INSTRUCCIONES »
Reproduce tal cual el fragmento del texto sobre la imagen que va desde "Aunque tiene sus" hasta "amuleto o talismán.".

TEXTO PROPORCIONADO »
————
De la imagen se ha dicho que “dice más que mil palabras”, que “se ha democratizado” en las últimas décadas gracias a los dispositivos tecnológicos que facilitan su captura, y que vivimos en la iconósfera, entre otras cosas. También se ha dicho que toda imagen es documento y por supuesto materia del análisis y el ensayo desde la semiótica, el diseño, el arte, la historia. 

Aunque tiene sus detractores, hay hoy una Bildwissenschaft o ciencia de la imagen, que estudia el desempeño de las imágenes en contextos socioculturales y socioeconómicos, y su función como un dispositivo para estructurar, regular, modificar y normalizar relaciones de conocimiento vinculadas con la percepción de la realidad. La imagen artística, publicitaria, política o de cualquier género, actúa en un ámbito de convenciones de apreciación dentro de un sistema que abarca distintos subsistemas: el del diseño, el del arte, el del espectáculo, el del consumo. Por supuesto, la imagen es hoy uno de los grandes auxiliares de la memoria (recordar significa “volver a pasar por el corazón) y en ocasiones es amuleto o talismán.

La imagen imita, deforma, abstrae, acentúa, amplifica, modifica la realidad… El proceso de mímesis es superado; no se limita a crear la ilusión del objeto, sino que, de distintos modos, instaura nuevas versiones de su visibilidad y, además, produce un excedente de sentido por su poder seductor, inductor y persuasivo. Relaciona principios, valores, sentimientos, conductas y toda clase de atributos con los objetos, por ejemplo. A veces, no re-presenta la realidad, sino “una” realidad, conveniente a un sistema de pensamiento o a una determinada intención: comercial, religiosa, artística, política o social.
————
LÍNEAS DE REGISTRO »
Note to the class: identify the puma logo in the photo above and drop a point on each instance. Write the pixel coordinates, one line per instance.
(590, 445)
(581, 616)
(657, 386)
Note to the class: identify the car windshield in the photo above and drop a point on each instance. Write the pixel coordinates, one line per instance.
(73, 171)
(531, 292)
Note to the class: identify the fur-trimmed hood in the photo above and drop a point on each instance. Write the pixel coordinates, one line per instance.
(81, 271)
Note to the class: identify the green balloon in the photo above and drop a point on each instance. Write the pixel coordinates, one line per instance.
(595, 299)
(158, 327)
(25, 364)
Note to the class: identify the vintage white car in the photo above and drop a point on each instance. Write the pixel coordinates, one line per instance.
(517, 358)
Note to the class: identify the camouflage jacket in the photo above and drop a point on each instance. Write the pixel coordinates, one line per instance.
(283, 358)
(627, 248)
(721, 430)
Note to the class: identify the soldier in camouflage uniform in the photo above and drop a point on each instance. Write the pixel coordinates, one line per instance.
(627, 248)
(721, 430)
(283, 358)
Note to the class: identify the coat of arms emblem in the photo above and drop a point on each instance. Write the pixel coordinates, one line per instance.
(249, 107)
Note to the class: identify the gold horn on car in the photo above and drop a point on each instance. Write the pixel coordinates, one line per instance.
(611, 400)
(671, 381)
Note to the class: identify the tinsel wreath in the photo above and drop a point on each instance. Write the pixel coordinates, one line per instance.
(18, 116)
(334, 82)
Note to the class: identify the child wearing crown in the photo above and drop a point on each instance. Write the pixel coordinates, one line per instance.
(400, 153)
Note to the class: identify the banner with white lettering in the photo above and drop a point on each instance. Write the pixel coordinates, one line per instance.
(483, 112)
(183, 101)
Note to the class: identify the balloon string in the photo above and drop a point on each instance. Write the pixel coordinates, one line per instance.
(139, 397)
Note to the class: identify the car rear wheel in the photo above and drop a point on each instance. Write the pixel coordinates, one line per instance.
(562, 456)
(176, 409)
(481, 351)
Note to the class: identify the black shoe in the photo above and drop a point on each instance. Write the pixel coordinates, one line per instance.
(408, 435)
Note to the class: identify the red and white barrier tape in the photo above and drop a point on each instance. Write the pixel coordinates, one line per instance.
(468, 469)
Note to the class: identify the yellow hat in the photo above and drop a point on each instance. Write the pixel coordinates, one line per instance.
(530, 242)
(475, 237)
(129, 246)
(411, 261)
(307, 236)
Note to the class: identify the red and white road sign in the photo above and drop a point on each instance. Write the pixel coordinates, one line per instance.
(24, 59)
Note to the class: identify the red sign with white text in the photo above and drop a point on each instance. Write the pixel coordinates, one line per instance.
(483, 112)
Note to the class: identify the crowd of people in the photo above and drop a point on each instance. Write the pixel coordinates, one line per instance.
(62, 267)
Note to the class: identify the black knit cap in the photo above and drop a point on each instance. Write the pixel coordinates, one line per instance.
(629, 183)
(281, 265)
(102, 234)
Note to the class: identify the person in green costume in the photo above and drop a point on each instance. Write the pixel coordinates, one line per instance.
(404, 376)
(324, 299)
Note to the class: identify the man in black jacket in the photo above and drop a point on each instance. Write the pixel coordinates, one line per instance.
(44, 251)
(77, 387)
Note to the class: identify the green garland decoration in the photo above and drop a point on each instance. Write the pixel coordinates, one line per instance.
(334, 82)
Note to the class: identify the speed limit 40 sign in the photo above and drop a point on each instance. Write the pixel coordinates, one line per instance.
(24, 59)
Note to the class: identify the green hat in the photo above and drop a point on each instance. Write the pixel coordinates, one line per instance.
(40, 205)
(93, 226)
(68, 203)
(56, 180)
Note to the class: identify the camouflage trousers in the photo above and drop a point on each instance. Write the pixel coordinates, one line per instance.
————
PROBLEMA RESUELTO »
Aunque tiene sus detractores, hay hoy una Bildwissenschaft o ciencia de la imagen, que estudia el desempeño de las imágenes en contextos socioculturales y socioeconómicos, y su función como un dispositivo para estructurar, regular, modificar y normalizar relaciones de conocimiento vinculadas con la percepción de la realidad. La imagen artística, publicitaria, política o de cualquier género, actúa en un ámbito de convenciones de apreciación dentro de un sistema que abarca distintos subsistemas: el del diseño, el del arte, el del espectáculo, el del consumo. Por supuesto, la imagen es hoy uno de los grandes auxiliares de la memoria (recordar significa “volver a pasar por el corazón) y en ocasiones es amuleto o talismán.